___ INFORMATION

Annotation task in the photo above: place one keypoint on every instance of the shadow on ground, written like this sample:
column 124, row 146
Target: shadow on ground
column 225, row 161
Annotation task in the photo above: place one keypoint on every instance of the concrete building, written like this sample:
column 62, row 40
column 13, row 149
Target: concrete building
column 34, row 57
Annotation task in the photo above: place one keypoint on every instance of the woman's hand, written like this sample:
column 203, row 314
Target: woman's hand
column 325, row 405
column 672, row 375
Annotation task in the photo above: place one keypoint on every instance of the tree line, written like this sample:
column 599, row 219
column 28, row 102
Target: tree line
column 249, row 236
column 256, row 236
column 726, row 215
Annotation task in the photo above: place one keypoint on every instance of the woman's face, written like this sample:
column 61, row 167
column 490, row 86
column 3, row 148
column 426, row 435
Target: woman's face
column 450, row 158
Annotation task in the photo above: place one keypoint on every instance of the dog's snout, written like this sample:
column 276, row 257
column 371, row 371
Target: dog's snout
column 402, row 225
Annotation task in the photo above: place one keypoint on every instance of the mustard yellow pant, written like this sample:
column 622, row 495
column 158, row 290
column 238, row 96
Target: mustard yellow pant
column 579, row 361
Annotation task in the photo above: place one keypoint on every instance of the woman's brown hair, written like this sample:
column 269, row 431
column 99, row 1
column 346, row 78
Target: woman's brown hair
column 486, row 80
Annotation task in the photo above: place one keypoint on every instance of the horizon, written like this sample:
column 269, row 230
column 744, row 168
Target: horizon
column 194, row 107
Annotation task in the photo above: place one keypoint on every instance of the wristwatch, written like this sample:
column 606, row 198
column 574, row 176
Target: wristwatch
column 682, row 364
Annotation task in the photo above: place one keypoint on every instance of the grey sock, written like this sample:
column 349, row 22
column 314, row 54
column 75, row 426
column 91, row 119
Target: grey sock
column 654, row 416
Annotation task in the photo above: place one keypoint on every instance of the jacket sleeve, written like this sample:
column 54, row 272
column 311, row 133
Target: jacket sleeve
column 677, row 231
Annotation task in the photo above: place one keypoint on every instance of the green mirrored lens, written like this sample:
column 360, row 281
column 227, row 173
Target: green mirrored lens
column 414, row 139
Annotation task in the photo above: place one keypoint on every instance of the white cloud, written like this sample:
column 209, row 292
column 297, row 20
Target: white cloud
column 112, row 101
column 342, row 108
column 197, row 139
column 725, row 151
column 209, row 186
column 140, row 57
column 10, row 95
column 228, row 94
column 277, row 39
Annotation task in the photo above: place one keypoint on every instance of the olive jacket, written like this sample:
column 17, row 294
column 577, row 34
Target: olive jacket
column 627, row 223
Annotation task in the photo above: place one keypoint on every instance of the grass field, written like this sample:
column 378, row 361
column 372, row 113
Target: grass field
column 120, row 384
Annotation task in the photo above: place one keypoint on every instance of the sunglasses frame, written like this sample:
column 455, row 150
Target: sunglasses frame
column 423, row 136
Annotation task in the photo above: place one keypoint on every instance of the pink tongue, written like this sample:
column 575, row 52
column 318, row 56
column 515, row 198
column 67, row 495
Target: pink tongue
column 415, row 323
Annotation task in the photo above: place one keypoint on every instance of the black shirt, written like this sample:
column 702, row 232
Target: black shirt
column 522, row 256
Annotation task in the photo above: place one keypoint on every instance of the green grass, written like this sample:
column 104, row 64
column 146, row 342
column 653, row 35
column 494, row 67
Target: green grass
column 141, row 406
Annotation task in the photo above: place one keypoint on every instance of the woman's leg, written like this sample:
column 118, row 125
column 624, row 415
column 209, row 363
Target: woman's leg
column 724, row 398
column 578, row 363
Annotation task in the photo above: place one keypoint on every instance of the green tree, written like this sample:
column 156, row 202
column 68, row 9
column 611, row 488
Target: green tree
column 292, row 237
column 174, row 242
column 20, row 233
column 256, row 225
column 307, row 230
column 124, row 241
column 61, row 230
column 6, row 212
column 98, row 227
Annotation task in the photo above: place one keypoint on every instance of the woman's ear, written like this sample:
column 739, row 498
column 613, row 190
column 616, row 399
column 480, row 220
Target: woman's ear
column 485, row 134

______

PROBLEM DETAILS:
The response should consist of all the entries, transcribed exactly.

RESPONSE AREA:
Annotation task in the photo above: place one keypoint on every instance of the shadow on ground, written like this sample:
column 124, row 146
Target: shadow on ground
column 225, row 161
Annotation task in the photo above: place one keypoint on every instance of the concrete building, written like this sample:
column 62, row 40
column 13, row 149
Target: concrete building
column 34, row 57
Annotation task in the photo above: place one keypoint on every instance of the woman's hand, written like this sample:
column 203, row 314
Target: woman's hand
column 325, row 405
column 672, row 375
Annotation task in the photo above: place one keypoint on every instance of the tree line, written like this sample:
column 599, row 219
column 28, row 102
Target: tree line
column 249, row 236
column 256, row 236
column 726, row 215
Annotation task in the photo above: place one keypoint on every instance of the woman's face, written like this sample:
column 61, row 167
column 490, row 86
column 3, row 148
column 426, row 435
Target: woman's face
column 450, row 158
Annotation task in the photo above: place one keypoint on every instance of the dog's snout, written like this sample:
column 276, row 257
column 371, row 371
Target: dog's snout
column 402, row 225
Annotation task in the photo above: place one keypoint on every instance of the mustard yellow pant, written like this sample:
column 622, row 495
column 158, row 290
column 238, row 96
Target: mustard yellow pant
column 579, row 361
Annotation task in the photo above: place one keypoint on every instance of the woman's brown hair, written like this sample:
column 269, row 431
column 99, row 1
column 346, row 78
Target: woman's brown hair
column 486, row 80
Annotation task in the photo above: place one keypoint on every instance of the horizon, written like this sample:
column 269, row 230
column 744, row 168
Target: horizon
column 194, row 107
Annotation task in the photo above: place one keypoint on every instance of the wristwatch, written like this sample:
column 606, row 198
column 574, row 176
Target: wristwatch
column 682, row 364
Annotation task in the photo above: place one keypoint on every instance of the grey sock, written like this sample:
column 349, row 22
column 314, row 54
column 75, row 426
column 91, row 119
Target: grey sock
column 654, row 416
Annotation task in the photo above: place one keypoint on every instance of the jacket sleeve, written like this sample:
column 54, row 272
column 311, row 133
Target: jacket sleeve
column 677, row 231
Annotation task in the photo above: place one keypoint on every instance of the green mirrored lens, written like this sample:
column 360, row 281
column 227, row 173
Target: green mirrored lens
column 414, row 139
Annotation task in the photo above: place one keypoint on every instance of the white cloud, written like this sample:
column 209, row 292
column 297, row 20
Target: white cloud
column 112, row 101
column 342, row 108
column 197, row 139
column 725, row 151
column 209, row 186
column 140, row 57
column 10, row 95
column 228, row 94
column 277, row 39
Annotation task in the photo above: place one keypoint on every instance of the olive jacket, written like this sample:
column 17, row 294
column 577, row 34
Target: olive jacket
column 627, row 223
Annotation task in the photo above: place one keypoint on every instance of the grass field, written like this sample:
column 378, row 361
column 372, row 113
Target: grass field
column 120, row 384
Annotation task in the photo above: place one keypoint on every instance of the sunglasses frame, written like this sample:
column 455, row 150
Target: sunglasses frame
column 423, row 136
Annotation task in the photo above: place one keypoint on every instance of the pink tongue, written like this sample:
column 575, row 52
column 318, row 56
column 515, row 198
column 67, row 495
Target: pink tongue
column 415, row 323
Annotation task in the photo above: place one keypoint on every instance of the black shirt, written like this sample:
column 702, row 232
Target: black shirt
column 522, row 256
Annotation task in the photo above: place one keypoint on every instance of the green grass, written like this sample:
column 104, row 64
column 146, row 342
column 653, row 35
column 494, row 67
Target: green grass
column 141, row 406
Annotation task in the photo above: place one keypoint on every instance of the woman's leg, written like this sample:
column 118, row 125
column 624, row 415
column 209, row 363
Target: woman's leg
column 724, row 398
column 578, row 363
Annotation task in the photo above: place one keypoint on every instance of the green tree, written like this sample:
column 156, row 202
column 68, row 9
column 611, row 488
Target: green tree
column 292, row 237
column 174, row 242
column 20, row 233
column 256, row 225
column 307, row 230
column 124, row 241
column 61, row 230
column 6, row 212
column 98, row 227
Annotation task in the photo above: place one keypoint on every instance of the woman's ear, written like this sample:
column 739, row 498
column 613, row 190
column 616, row 399
column 480, row 220
Target: woman's ear
column 485, row 134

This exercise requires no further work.